▶ [Task brief]: Your task is to repeat the records exactly from the line containing "Spot the thatched" onward, through the final line.

— start Stored rows —

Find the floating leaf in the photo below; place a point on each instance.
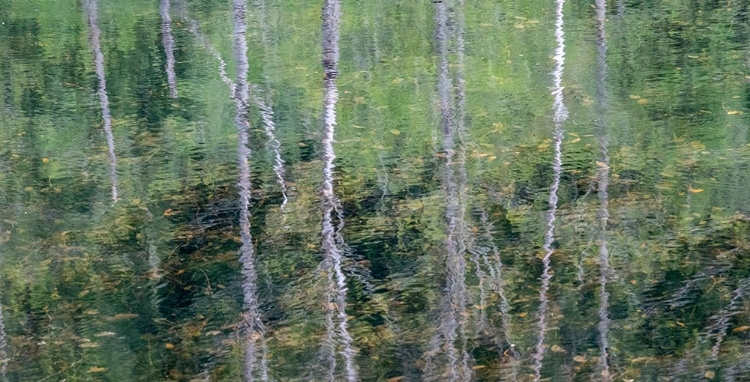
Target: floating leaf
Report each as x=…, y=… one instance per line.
x=558, y=349
x=122, y=317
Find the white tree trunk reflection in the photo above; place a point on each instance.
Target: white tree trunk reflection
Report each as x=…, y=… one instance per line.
x=560, y=115
x=95, y=41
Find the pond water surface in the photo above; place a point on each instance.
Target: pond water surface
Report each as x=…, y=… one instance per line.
x=383, y=190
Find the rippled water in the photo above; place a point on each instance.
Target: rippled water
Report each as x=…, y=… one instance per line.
x=448, y=190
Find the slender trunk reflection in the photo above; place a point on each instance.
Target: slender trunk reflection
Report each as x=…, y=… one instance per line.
x=495, y=266
x=168, y=42
x=336, y=309
x=603, y=179
x=4, y=359
x=452, y=326
x=253, y=326
x=94, y=39
x=194, y=28
x=266, y=110
x=461, y=196
x=561, y=114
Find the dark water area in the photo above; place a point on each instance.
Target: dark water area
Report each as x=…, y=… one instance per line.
x=339, y=190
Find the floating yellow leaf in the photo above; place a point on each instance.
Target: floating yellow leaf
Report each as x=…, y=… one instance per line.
x=558, y=349
x=122, y=317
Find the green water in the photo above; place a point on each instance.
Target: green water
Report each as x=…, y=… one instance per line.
x=516, y=190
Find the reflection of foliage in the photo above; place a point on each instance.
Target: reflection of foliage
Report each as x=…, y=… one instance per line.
x=82, y=301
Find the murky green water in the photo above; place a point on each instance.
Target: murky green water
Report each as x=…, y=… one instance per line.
x=448, y=190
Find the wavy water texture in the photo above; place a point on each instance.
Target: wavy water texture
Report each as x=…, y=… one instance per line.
x=331, y=15
x=4, y=358
x=266, y=111
x=168, y=41
x=452, y=325
x=462, y=231
x=94, y=39
x=560, y=115
x=603, y=180
x=494, y=265
x=253, y=325
x=195, y=30
x=264, y=106
x=269, y=128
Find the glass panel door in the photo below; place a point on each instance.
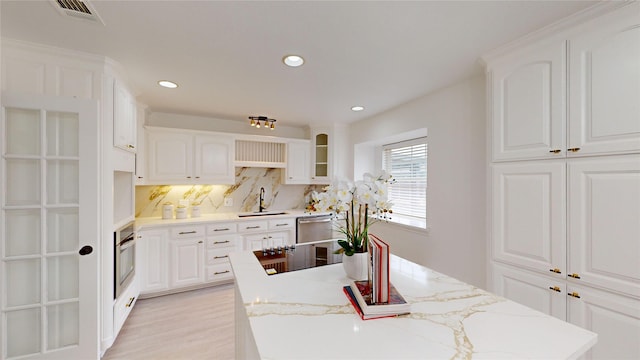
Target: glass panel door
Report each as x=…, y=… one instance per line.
x=48, y=213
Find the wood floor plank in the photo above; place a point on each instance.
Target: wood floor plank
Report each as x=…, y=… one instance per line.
x=196, y=324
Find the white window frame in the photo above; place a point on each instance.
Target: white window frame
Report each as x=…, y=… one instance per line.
x=415, y=220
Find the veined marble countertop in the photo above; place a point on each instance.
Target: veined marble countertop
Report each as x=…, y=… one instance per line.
x=305, y=315
x=219, y=217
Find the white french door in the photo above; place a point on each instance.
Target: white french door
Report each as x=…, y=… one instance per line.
x=49, y=227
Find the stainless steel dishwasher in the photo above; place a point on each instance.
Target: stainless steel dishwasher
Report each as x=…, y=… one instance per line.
x=315, y=243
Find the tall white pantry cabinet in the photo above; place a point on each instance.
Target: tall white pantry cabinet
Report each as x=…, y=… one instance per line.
x=47, y=78
x=564, y=112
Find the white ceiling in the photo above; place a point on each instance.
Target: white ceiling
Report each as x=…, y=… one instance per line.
x=226, y=56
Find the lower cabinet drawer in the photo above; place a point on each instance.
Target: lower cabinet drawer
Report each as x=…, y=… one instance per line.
x=124, y=304
x=219, y=272
x=218, y=256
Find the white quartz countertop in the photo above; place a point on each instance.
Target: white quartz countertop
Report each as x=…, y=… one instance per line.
x=305, y=315
x=144, y=222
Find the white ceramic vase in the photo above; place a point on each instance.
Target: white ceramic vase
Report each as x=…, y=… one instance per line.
x=356, y=265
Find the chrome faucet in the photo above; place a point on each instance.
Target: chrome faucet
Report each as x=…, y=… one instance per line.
x=261, y=206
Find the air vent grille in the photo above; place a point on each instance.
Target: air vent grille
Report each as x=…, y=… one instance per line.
x=81, y=9
x=74, y=5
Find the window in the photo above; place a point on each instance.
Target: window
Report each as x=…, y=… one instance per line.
x=406, y=161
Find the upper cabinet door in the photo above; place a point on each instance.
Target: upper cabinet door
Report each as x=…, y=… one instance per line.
x=170, y=157
x=124, y=118
x=529, y=215
x=604, y=85
x=528, y=97
x=214, y=156
x=604, y=222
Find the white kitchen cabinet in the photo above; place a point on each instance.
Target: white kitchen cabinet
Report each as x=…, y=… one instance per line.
x=321, y=152
x=528, y=92
x=152, y=260
x=615, y=318
x=221, y=241
x=187, y=267
x=124, y=304
x=186, y=255
x=178, y=157
x=141, y=156
x=542, y=293
x=582, y=209
x=604, y=222
x=298, y=170
x=529, y=97
x=124, y=118
x=604, y=85
x=267, y=234
x=529, y=215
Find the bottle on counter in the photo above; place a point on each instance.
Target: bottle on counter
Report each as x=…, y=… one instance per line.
x=167, y=211
x=195, y=210
x=181, y=212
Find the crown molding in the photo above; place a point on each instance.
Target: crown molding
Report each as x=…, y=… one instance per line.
x=555, y=30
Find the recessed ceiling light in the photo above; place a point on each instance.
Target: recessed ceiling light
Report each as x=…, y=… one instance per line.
x=293, y=60
x=167, y=84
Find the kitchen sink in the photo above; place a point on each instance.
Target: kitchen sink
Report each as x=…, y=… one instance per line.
x=264, y=213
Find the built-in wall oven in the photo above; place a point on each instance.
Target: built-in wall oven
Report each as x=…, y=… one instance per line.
x=125, y=257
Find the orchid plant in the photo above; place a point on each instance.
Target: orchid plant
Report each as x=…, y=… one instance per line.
x=362, y=202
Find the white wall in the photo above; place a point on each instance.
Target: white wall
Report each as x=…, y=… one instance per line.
x=454, y=117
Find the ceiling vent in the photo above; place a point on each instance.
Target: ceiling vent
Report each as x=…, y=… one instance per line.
x=78, y=9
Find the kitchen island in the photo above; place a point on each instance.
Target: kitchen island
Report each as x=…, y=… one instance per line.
x=304, y=314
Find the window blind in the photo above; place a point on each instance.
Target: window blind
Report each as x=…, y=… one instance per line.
x=407, y=162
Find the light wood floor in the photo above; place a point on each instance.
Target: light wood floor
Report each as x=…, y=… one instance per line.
x=197, y=324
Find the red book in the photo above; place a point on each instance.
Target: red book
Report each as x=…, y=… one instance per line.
x=379, y=270
x=354, y=302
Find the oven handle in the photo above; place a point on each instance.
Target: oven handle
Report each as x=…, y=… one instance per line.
x=313, y=221
x=127, y=243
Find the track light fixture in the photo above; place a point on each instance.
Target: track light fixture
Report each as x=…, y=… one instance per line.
x=266, y=122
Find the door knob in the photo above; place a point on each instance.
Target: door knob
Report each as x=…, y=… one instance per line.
x=86, y=250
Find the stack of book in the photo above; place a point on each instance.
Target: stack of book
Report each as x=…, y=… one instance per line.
x=379, y=270
x=377, y=297
x=359, y=294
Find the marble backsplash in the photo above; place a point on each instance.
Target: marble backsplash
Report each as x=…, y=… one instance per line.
x=244, y=194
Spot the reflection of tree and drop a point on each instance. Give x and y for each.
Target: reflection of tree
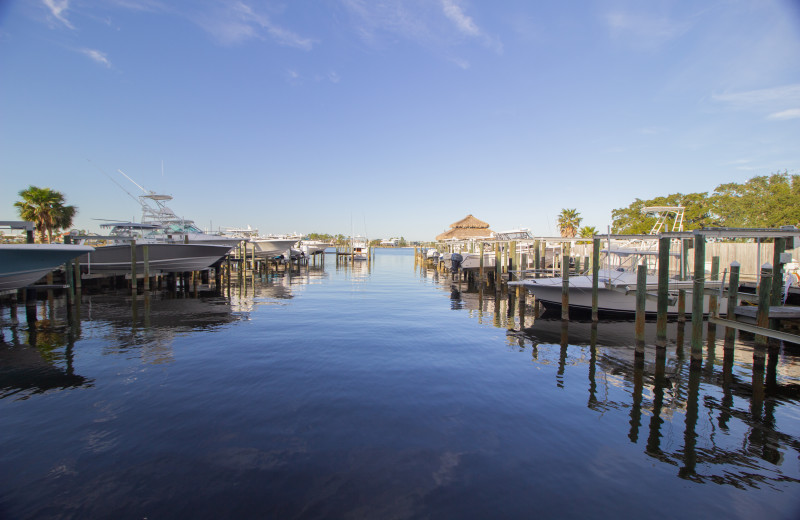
(39, 357)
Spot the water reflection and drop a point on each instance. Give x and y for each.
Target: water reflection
(37, 356)
(37, 353)
(714, 421)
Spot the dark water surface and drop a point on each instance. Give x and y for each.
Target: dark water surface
(381, 392)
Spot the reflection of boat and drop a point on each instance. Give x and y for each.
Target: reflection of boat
(23, 368)
(23, 264)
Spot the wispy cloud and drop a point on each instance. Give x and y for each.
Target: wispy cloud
(645, 31)
(792, 113)
(440, 27)
(466, 25)
(238, 22)
(97, 56)
(773, 102)
(58, 10)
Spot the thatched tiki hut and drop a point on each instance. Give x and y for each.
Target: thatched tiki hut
(466, 228)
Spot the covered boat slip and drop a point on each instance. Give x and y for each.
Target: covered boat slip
(155, 258)
(23, 264)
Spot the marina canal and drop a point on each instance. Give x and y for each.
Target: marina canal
(381, 389)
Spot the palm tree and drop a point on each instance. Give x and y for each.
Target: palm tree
(568, 222)
(587, 231)
(45, 208)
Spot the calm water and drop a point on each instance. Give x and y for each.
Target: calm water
(380, 393)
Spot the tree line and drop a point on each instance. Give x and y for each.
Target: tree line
(766, 201)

— end Stored rows —

▶ [Solution to this exercise]:
Spot the thatched tiki hut and drop a point on each instance. Give x and y for each.
Target: thatched tiki hut
(466, 228)
Spot the covered boat slip and drop a point on each instance. Give x and y for each.
Target: covered boat slip
(155, 258)
(23, 264)
Spot the marina canal and drop a point on each instance. Give x and y for each.
Target: marina canal
(381, 389)
Spot the palm tree and drop a point on each instance. Give x and y for each.
Target: palm tree
(568, 222)
(587, 231)
(45, 208)
Spot the calm water and drop a point on each instance. Give x and y for each.
Target: calm water
(380, 393)
Spot the tree line and drop a point on each instance. Give x and y for each.
Target: tree line
(766, 201)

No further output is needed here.